THE TASK — Show all lines from the material that carry the word "dark".

-----

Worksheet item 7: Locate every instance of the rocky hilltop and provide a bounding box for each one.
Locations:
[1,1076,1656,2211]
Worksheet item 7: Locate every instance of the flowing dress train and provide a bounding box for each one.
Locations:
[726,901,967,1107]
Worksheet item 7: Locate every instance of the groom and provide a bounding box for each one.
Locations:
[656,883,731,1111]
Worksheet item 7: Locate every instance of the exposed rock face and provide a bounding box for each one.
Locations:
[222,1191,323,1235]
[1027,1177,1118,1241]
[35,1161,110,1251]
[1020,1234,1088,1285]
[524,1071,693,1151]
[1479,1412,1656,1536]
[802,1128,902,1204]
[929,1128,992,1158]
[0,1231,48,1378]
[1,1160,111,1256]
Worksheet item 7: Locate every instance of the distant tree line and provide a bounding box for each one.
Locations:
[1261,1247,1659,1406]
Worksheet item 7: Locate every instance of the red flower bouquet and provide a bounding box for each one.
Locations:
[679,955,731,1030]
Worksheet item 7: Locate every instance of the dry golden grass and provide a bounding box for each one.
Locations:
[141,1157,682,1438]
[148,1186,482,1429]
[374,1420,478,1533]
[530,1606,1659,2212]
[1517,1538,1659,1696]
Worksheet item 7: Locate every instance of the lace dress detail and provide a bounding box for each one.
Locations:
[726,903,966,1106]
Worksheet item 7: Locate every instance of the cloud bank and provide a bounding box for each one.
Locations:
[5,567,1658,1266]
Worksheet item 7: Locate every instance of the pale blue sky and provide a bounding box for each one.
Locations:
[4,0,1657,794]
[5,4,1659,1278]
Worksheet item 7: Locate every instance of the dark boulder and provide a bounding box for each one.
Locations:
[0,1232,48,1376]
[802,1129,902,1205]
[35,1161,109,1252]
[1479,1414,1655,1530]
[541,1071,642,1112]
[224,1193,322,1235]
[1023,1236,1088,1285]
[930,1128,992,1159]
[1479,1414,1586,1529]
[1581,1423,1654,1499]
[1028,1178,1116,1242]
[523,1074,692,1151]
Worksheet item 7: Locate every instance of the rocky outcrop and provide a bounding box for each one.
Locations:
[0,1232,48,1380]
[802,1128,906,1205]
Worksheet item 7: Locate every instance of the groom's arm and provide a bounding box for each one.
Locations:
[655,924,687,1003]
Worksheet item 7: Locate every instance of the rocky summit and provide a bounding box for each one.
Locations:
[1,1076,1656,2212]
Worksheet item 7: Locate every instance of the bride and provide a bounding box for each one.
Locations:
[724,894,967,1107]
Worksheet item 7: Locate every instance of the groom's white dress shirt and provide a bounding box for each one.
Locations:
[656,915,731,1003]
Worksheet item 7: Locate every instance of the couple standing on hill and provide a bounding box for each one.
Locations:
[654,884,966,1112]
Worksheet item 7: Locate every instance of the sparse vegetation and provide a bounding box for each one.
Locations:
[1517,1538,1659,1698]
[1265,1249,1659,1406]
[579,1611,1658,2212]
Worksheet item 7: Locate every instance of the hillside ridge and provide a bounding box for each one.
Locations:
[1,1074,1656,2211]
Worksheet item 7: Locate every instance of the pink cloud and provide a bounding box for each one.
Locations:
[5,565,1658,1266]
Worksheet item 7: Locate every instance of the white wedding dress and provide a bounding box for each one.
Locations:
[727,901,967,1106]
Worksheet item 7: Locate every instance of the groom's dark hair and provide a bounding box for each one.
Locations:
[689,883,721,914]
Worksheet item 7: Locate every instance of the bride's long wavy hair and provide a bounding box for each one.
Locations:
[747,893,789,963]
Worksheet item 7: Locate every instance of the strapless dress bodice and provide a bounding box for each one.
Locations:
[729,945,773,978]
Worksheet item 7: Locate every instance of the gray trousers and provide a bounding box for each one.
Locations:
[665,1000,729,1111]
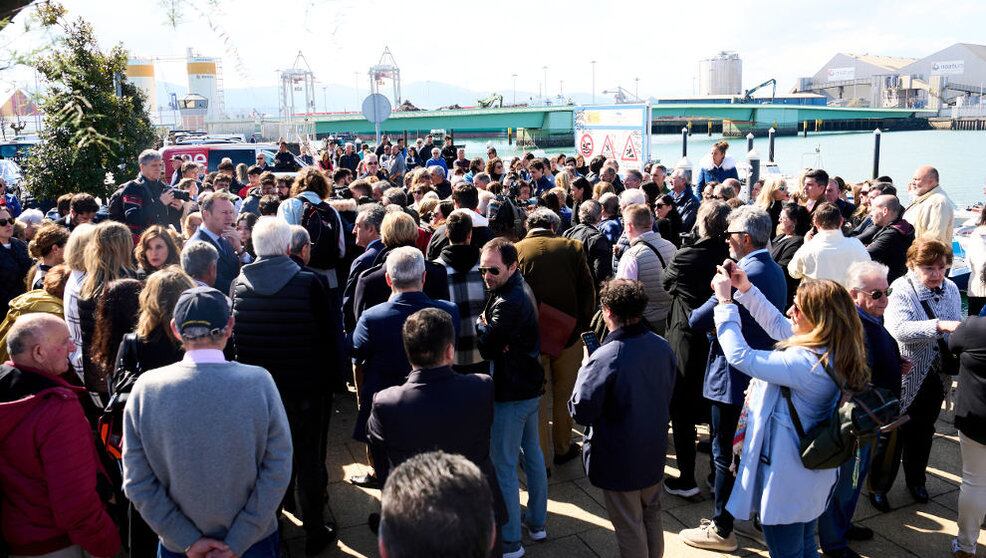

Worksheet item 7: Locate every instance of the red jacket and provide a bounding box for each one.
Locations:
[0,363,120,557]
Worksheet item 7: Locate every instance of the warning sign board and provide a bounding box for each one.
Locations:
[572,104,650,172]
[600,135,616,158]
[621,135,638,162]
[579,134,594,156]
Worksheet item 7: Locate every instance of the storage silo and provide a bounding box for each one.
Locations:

-----

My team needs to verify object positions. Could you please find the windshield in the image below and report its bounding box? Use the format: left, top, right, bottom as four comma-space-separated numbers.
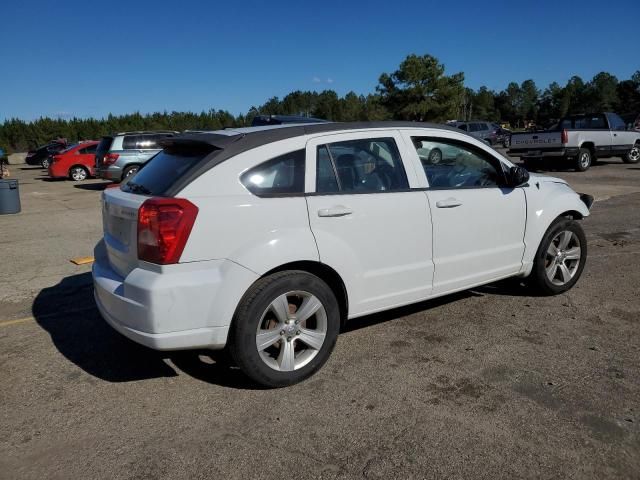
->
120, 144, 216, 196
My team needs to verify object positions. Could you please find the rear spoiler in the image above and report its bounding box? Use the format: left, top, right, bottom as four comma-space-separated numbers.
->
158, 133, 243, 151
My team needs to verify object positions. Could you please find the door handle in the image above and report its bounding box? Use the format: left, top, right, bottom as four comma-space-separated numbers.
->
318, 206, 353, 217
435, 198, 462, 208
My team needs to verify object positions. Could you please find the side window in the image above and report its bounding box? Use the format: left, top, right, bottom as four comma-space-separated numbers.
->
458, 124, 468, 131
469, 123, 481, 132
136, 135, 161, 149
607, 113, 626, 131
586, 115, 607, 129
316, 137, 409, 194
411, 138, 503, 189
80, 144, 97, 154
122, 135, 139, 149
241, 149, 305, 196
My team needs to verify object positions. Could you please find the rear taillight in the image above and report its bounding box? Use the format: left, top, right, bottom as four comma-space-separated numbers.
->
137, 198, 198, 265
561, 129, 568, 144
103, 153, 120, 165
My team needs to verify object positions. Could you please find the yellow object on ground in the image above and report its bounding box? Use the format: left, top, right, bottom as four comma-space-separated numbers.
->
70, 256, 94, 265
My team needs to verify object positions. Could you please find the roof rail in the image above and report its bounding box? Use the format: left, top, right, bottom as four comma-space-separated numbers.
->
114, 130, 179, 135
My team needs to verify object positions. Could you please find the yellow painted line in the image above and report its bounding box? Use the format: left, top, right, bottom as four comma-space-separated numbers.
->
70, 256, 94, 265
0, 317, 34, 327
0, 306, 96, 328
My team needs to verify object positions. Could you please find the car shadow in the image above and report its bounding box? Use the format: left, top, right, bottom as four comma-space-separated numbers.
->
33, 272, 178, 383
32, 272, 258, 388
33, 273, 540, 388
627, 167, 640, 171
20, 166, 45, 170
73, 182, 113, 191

-----

PROBLEM SOLUTION —
Worksheet item 7: Locate every instance of the dark boulder and provide a bounding box for each one.
Worksheet item 7: Locate every instance of the groom's dark hair and provide a bounding box for each one.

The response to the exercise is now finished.